- Text provided:
——

# Fair price to pay for a 2003 Trek 5200?



## CarbonFrk (Jul 30, 2008)

I'm in the market for a new bike, specifically from the Trek line. After quite a bit of reading, I'm thinking a 5200 is my choice. I found a 2003 at a lbs, but they are selling it on consignment, so I'm not sure how fair the price is ($1000).

Any idea if this is fair, or a bit much for a 5 year old bike? It's in great condition, and has all stock components.

Thanks!


----------



## 08Madone5.2 (Dec 25, 2007)

If its the right size, give it a shot. Worst case scenario, you could resell it if you don't like it. I'd feel pretty confident in the purchase from a reputable LBS. Just try to ascertain to the best of your ability and that of the LBS, that the carbon frame has no cracks or damage. Components can always be upgraded down the road.


----------



## CarbonFrk (Jul 30, 2008)

Good point - although I don't think that the LBS will stand behind the quality of the bike since it is cosignment and they are just an agent for the seller. So you think that $1000 is reasonable for a 5 year old bike?


----------



## 08Madone5.2 (Dec 25, 2007)

If its in good shape and fits you properly. Do you think the LBS will be honest with you or are they just trying to move it??? Take someone along with you who knows about bikes and who you can trust.


----------



## Rider07 (Feb 25, 2007)

Look at the components as well. I believe that bike should have Race Lite wheels and full ultegra. If items have been changed out it may be because there are a lot of miles on the bike. Then again there may be a lot of miles and the parts on the bike are worn out. If parts have been changed were they upgraded or replaced with inferior stuff? I would take someone very knowledgable with you. For 1,000.00 the bike should be in very good condition and not need any work. If you have to put a bottom bracket, chain, cassett, wheels, cables, ect. on it before you ride its not such a good deal.


----------



## Blue CheeseHead (Jul 14, 2008)

Check the completed auctions on E-Bay for market pricing. $1,000 sounds about right. I sold my 1999 5200 on E-bay a few months ago for about $800.

If the frame is your size and is in good working order then you would have a bike that is much better than what you would buy new for $1,000.


----------

——

- Problems to work on:
1) Reproduce the passage of the Trek 5200 thread between "Any idea if" and "down the road.", inclusive.
2) Answer each of these from the Trek 5200 thread:
(a) What price is the 2003 bike being sold for?
(b) What wheels does Rider07 believe the bike should have?
(c) For about how much did Blue CheeseHead sell a 1999 5200 on E-Bay?
3) In the Trek 5200 thread, why does CarbonFrk doubt that the LBS will stand behind the quality of the bike?

- Rows from an object pointing dataset:
——

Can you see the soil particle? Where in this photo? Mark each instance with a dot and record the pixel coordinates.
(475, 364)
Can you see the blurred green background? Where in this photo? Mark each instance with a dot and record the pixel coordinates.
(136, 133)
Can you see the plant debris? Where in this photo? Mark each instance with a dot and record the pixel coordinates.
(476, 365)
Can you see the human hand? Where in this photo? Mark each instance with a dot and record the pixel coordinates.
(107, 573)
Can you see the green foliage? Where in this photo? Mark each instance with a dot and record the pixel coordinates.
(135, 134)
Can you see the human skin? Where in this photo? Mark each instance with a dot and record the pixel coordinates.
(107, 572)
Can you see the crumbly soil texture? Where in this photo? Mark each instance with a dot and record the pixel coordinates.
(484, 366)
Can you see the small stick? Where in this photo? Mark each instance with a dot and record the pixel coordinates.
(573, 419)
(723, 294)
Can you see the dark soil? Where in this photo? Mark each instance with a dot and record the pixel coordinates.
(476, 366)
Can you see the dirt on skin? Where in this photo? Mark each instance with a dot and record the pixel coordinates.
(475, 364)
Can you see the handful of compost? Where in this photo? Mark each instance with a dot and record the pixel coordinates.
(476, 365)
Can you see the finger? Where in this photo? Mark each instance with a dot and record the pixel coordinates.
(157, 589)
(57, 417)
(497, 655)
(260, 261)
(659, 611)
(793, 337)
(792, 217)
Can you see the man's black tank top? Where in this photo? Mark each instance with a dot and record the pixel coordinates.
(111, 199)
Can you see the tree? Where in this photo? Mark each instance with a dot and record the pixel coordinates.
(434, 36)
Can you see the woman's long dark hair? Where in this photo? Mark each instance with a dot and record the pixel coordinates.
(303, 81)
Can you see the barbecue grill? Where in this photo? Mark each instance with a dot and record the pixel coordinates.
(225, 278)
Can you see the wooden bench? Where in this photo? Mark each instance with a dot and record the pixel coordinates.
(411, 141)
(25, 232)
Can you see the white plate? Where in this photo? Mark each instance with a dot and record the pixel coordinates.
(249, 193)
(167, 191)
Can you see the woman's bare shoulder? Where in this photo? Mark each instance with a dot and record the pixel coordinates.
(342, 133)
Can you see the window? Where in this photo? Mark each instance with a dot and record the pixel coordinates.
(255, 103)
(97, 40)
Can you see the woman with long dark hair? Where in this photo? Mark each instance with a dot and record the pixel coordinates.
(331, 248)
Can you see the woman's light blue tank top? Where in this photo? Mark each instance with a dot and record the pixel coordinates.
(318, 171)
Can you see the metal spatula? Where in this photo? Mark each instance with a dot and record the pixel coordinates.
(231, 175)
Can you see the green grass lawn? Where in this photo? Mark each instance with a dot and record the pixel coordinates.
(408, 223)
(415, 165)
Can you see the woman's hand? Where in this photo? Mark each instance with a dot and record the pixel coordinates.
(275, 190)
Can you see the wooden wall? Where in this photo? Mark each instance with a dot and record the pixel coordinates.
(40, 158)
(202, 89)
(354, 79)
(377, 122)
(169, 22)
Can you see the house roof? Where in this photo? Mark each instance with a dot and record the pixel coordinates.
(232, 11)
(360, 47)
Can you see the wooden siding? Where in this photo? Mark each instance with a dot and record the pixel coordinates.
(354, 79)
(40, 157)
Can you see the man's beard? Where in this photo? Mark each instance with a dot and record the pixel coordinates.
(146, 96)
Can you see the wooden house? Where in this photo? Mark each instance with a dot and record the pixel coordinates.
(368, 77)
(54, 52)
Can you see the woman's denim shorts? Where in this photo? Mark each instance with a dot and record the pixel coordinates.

——

- Answers to the problems:
1)
Any idea if this is fair, or a bit much for a 5 year old bike? It's in great condition, and has all stock components.

Thanks!


----------



## 08Madone5.2 (Dec 25, 2007)

If its the right size, give it a shot. Worst case scenario, you could resell it if you don't like it. I'd feel pretty confident in the purchase from a reputable LBS. Just try to ascertain to the best of your ability and that of the LBS, that the carbon frame has no cracks or damage. Components can always be upgraded down the road.

2)
(a) $1000
(b) Race Lite wheels
(c) About $800

3) The bike is being sold on consignment. The LBS is only acting as an agent for the seller.